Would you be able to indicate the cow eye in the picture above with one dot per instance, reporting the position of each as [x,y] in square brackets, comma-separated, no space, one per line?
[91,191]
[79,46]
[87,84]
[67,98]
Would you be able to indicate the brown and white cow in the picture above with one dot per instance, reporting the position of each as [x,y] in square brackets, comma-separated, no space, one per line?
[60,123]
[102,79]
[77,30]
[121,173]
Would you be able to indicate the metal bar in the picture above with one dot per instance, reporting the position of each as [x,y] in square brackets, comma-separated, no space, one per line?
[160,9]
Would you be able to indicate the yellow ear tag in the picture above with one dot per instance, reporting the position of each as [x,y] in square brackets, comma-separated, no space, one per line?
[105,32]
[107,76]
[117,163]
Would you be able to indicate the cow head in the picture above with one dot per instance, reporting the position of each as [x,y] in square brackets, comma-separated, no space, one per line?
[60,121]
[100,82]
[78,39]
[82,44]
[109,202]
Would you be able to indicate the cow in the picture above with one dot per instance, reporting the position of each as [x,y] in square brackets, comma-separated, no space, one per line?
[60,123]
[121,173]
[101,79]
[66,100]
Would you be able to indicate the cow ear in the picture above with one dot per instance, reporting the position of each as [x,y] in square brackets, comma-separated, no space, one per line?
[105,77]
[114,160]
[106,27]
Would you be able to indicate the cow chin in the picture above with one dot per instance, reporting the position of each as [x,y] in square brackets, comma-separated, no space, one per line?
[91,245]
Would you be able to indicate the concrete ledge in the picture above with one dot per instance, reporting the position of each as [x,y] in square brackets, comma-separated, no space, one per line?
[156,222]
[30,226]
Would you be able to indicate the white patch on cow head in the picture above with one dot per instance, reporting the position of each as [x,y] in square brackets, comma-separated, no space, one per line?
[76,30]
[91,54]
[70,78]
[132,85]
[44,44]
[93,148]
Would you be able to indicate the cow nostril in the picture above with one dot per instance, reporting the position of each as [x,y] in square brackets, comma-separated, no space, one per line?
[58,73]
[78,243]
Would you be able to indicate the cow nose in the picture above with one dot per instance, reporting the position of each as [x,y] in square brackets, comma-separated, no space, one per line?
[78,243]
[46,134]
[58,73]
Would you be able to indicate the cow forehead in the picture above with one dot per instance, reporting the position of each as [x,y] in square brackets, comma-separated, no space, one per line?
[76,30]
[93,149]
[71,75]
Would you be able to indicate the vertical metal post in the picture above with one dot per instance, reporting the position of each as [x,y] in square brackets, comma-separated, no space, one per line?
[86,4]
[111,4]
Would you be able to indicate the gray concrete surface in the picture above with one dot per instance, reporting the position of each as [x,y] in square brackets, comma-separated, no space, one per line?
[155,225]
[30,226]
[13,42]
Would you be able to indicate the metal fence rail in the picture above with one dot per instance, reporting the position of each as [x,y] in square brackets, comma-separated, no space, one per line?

◆ Work task: Please return the material above exactly as written.

◆ Reply to the task:
Would you be able to indicate the cow eye in the picture above with one dot per instance, reporting the position of each as [x,y] in square brackets, comma-separated, no space, one per line?
[91,191]
[79,46]
[87,84]
[67,98]
Would you be able to indicate the brown and white cow in the picture above with one dot per instance, reporting the position of each as [x,y] in square brackets, comma-separated, no space, one per line?
[60,123]
[102,79]
[77,30]
[121,173]
Would you be able to indicate the metal bar in the picture above with one dot per instance, reporting the position of each as [x,y] in square brackets, comma-separated, no space, one per line?
[160,9]
Would you be able to indicate the yellow ear tag in the picture above with one dot per instance, reporting the position of each as [x,y] in square brackets, comma-separated, no space, one per line?
[105,32]
[107,76]
[117,163]
Would you be able to indicate the cow head in the picture above with one dot per instance, reporting the position of each as [x,y] in square brackets, comma-separated, no space, one per line?
[60,121]
[100,82]
[78,39]
[82,44]
[109,202]
Would you be able to indicate the cow in the picture above with one dot per instance, reporting the position of each as [x,y] in square brackets, comma-separated, no space, one per line?
[60,123]
[121,173]
[101,79]
[66,100]
Would you be able to indicate the cow ear in the picture above with one dot per instance, reporting the position of each as [x,y] in square brackets, comma-separated, no space, one per line?
[105,77]
[114,160]
[106,27]
Would you be able to indicate the cow chin in the picture above with one dot per instance, reporting the position of each as [x,y] in square brackets, comma-separated, no space, one per line?
[91,245]
Would you be able to indicate the concrete ledge in the picture above with one dot per instance, reporting the position of each as [x,y] in square brackets, comma-separated, no space, one per line?
[156,222]
[30,226]
Would you be able to indicate the white patch on cow head in the picture above with one dot per instance, reporting the position of each as [x,y] in square brackets, comma-separated, no space, one per line?
[76,30]
[91,54]
[70,78]
[132,85]
[44,44]
[93,148]
Would you be able to indicate the cow nostril in the picture above with one dot per instance, reporting the position of each as [x,y] in square brackets, comma-separated, no space, one per line?
[58,73]
[78,243]
Would you be able to indicate the cow nose in the picture above with one dot per instance, reporting the position of each as [x,y] in square brackets, comma-separated, no space, one per line?
[78,243]
[46,134]
[58,73]
Would you be able to indicate the cow forehead in the picture above with one dot per instance, reporting the position of each as [x,y] in square brackets, comma-separated, no space, one per line?
[76,30]
[93,149]
[71,75]
Would you be able to indicate the vertical metal post in the picture above with one dot per instance, reporting the position of each as [x,y] in square brackets, comma-separated, no space, one per line?
[86,4]
[111,4]
Would you be able to indicate the gray concrete surface in the picture above with one dot per instance, reporting the position of each as [x,y] in square brackets, comma-separated, no space, one per line?
[155,225]
[30,226]
[13,42]
Would you be able to indicate the metal fence rail in the picture above with one dot per instance, reporting the position of each as [x,y] in square brackets, comma-separated, no space, one per line?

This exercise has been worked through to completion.